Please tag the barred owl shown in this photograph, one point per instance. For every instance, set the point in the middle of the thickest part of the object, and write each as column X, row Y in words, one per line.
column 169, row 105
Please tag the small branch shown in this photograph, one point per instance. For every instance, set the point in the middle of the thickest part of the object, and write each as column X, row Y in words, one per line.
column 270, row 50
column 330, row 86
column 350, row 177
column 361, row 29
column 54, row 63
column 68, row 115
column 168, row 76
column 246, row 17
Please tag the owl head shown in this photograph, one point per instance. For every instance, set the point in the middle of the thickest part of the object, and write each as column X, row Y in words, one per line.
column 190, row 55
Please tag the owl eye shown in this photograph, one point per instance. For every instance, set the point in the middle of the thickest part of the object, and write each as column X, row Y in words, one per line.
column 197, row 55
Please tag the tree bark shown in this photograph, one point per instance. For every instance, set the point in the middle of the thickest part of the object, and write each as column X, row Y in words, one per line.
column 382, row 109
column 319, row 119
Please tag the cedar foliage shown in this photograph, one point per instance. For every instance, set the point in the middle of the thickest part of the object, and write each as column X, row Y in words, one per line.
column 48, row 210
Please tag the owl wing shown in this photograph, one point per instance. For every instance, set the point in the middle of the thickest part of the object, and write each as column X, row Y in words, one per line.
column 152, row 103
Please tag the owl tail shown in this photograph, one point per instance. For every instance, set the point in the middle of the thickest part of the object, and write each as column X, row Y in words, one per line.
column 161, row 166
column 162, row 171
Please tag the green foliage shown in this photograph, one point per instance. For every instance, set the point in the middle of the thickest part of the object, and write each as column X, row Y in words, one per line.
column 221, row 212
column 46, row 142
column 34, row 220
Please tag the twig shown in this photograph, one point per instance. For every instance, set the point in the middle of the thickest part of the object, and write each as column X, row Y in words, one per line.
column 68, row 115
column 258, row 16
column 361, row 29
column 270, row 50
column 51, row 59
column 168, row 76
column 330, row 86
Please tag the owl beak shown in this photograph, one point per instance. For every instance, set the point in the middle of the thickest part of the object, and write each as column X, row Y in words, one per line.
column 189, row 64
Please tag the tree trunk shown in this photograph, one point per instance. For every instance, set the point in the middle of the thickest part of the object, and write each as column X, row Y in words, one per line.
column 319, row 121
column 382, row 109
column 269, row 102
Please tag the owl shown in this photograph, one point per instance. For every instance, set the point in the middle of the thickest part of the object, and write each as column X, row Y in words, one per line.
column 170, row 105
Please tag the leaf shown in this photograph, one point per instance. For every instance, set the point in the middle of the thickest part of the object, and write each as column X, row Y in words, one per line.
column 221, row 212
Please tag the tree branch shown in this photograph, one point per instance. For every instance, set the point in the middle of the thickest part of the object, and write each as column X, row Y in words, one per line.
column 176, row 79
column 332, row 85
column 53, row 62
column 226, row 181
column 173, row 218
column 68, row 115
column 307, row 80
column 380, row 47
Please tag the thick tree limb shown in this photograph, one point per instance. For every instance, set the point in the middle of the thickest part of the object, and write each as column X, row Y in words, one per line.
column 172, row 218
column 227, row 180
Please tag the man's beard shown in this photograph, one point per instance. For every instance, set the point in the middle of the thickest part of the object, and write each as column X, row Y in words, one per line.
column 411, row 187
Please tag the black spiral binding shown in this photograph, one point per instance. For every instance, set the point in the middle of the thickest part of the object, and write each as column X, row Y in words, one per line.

********************

Reproduce only the data starting with the line containing "Please tag the owl beak" and going on through the line containing "column 411, row 187", substituting "widest part" for every "thickest part" and leaving everything else unchanged.

#### The response
Please tag the owl beak shown in this photograph, one point per instance. For every instance, set the point in the middle of the widest part of the object, and write each as column X, row Y in words, one per line.
column 189, row 64
Please tag the tree trunk shown in this photograph, one point per instance. For every instance, set the point in the middle of the widest part of the object, and write each as column X, row Y in words, one per line.
column 319, row 121
column 382, row 109
column 269, row 102
Please tag the owl shown in this photograph, one point per instance. For every instance, set the point in the middle of the widest part of the object, and write each as column X, row Y in words, one per line.
column 170, row 105
Please tag the leaf shown in this photograph, one point per instance. For every instance, set the point in the middle of the widest part of the object, and write each as column X, row Y in words, one per line.
column 221, row 212
Please tag the tree branch shown in this photograph, one point per instance. For every instance, set the point in the middle of the widest part of the object, and write each as column X, row Y in words, one per line.
column 176, row 79
column 332, row 85
column 53, row 62
column 226, row 181
column 173, row 218
column 68, row 115
column 307, row 80
column 380, row 47
Please tag the thick tree limb shown in this photograph, one point per instance. For every instance, set the point in the middle of the widest part of the object, and write each as column X, row Y in words, one per line.
column 172, row 218
column 227, row 180
Please tag the man's beard shown in this photograph, one point per instance. For every instance, set the point in the middle of the widest part of the object, and write each as column X, row Y in words, one per line.
column 411, row 187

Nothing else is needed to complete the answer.